#### The data:

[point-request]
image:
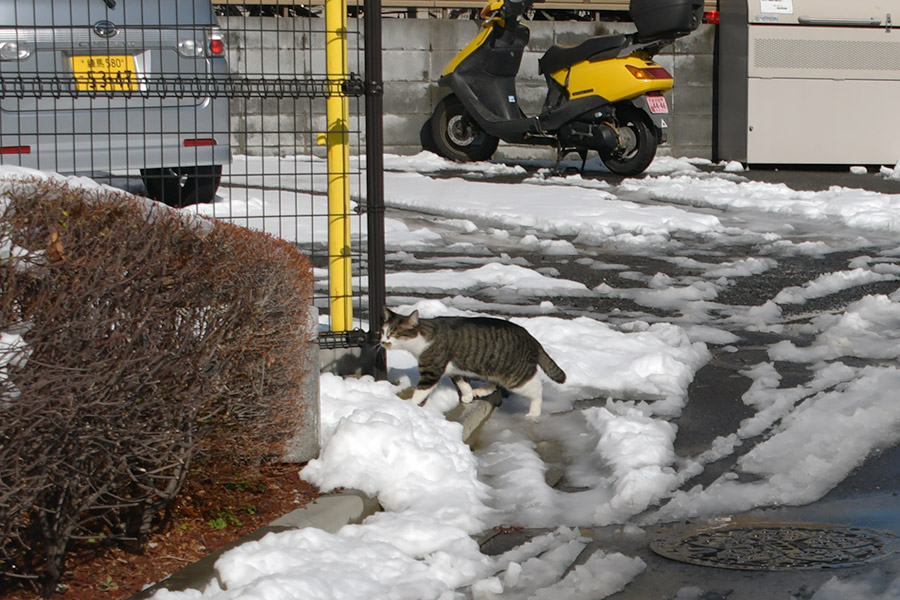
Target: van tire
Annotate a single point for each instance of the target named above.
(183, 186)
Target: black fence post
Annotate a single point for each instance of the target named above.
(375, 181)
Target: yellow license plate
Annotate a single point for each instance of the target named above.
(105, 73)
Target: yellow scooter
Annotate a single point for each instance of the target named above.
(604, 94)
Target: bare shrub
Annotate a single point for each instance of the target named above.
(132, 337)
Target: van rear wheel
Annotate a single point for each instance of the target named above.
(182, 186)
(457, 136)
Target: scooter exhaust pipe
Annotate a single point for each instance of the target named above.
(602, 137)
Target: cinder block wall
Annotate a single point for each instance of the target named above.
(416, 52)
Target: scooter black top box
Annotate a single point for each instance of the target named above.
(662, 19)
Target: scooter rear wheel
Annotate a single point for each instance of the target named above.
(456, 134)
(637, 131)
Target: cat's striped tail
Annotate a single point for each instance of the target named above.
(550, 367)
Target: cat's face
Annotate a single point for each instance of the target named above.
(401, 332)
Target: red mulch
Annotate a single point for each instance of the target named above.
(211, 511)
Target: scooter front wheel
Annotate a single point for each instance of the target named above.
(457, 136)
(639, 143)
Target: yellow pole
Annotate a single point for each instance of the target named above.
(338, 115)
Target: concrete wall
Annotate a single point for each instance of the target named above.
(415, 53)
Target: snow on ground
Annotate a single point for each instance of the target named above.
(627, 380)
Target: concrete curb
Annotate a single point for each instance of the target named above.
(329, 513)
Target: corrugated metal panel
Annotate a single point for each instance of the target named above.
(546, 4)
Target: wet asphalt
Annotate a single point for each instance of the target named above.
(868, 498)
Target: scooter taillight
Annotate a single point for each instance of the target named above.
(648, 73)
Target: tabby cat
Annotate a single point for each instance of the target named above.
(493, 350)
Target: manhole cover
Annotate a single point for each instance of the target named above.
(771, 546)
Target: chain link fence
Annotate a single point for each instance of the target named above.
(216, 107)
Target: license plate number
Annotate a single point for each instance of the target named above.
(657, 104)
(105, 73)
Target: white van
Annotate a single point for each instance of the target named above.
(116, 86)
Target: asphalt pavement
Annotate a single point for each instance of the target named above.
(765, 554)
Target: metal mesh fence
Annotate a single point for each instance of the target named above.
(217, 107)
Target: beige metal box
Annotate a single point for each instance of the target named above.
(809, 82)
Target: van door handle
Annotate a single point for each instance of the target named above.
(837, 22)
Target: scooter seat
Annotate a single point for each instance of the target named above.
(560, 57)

==

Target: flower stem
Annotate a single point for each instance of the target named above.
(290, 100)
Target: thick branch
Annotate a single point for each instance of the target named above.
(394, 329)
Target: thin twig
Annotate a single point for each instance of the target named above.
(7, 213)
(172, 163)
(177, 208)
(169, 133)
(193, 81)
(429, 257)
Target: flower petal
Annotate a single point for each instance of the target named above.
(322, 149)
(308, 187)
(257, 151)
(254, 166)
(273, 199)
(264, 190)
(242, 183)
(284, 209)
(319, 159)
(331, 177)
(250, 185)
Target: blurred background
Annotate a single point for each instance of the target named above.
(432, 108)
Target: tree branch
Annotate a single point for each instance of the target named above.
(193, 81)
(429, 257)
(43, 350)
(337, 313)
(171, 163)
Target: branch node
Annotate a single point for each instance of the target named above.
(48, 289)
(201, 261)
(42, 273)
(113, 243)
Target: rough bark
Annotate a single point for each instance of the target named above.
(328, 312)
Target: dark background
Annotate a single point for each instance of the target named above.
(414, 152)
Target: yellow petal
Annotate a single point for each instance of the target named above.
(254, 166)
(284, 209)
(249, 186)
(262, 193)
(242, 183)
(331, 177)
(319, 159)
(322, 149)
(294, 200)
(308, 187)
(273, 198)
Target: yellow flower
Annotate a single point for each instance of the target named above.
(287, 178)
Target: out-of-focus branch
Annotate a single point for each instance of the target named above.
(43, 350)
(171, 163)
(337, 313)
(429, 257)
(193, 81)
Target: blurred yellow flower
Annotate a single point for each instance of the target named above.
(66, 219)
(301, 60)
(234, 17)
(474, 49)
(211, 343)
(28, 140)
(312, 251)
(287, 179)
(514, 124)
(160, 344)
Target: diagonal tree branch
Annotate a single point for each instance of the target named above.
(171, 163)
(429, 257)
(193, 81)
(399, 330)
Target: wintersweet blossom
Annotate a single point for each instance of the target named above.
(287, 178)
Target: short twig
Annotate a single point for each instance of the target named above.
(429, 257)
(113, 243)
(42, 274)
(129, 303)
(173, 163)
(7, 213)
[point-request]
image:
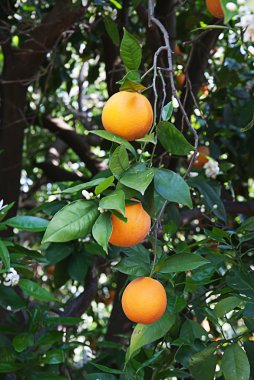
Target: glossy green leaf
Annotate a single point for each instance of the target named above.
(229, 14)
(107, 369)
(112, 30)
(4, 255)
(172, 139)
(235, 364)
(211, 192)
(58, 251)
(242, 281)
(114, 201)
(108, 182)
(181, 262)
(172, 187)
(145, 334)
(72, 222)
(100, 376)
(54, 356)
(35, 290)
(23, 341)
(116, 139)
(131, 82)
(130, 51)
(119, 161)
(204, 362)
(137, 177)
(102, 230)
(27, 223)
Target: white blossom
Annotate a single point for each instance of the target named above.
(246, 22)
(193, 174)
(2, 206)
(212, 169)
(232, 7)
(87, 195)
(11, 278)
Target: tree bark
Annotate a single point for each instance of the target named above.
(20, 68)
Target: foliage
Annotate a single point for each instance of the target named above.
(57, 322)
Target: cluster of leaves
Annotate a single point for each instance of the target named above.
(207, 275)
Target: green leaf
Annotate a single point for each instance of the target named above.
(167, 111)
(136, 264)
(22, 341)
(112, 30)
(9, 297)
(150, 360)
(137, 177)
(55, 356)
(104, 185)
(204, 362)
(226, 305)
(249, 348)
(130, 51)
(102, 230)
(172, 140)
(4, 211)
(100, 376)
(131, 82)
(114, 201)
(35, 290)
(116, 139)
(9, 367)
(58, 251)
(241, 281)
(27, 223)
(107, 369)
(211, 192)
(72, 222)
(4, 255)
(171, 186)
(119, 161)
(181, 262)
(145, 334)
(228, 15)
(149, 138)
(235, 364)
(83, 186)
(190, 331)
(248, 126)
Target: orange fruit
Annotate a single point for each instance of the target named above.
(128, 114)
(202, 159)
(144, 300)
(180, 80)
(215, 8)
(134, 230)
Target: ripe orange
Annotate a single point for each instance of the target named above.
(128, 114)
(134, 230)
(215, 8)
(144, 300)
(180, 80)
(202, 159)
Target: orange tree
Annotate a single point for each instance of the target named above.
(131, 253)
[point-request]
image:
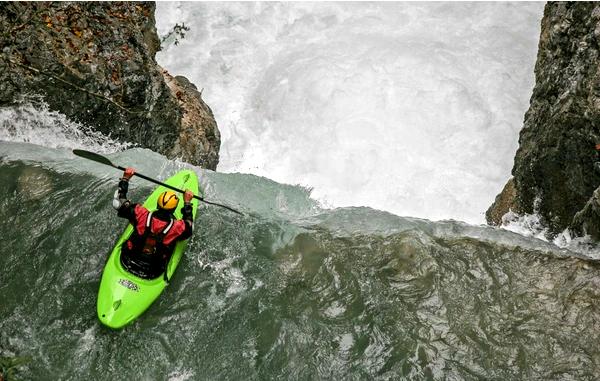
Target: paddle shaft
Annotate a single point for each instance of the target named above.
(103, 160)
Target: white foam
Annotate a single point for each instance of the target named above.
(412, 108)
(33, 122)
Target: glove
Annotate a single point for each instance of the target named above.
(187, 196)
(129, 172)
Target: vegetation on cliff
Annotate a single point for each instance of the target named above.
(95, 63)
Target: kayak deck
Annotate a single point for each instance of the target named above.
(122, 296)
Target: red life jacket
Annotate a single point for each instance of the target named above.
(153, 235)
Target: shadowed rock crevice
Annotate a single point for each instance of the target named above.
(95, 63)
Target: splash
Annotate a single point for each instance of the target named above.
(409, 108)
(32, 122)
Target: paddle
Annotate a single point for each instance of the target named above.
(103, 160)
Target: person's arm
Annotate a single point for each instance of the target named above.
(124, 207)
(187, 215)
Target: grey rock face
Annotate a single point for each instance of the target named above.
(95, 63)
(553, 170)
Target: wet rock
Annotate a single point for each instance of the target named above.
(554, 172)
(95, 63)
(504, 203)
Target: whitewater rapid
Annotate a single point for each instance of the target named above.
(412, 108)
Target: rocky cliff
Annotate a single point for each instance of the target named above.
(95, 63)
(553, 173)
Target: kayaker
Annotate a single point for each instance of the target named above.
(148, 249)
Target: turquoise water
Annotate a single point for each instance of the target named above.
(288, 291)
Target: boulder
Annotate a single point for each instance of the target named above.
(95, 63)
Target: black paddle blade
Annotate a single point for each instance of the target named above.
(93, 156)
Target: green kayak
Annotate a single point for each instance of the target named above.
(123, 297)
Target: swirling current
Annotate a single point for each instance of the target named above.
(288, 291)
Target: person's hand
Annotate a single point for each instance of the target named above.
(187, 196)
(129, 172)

#### Goal:
Select every line of the rows above that holds the word "wheel" and copy those lines.

#### Output:
Target: van rear wheel
Target: scooter rear wheel
Target: scooter front wheel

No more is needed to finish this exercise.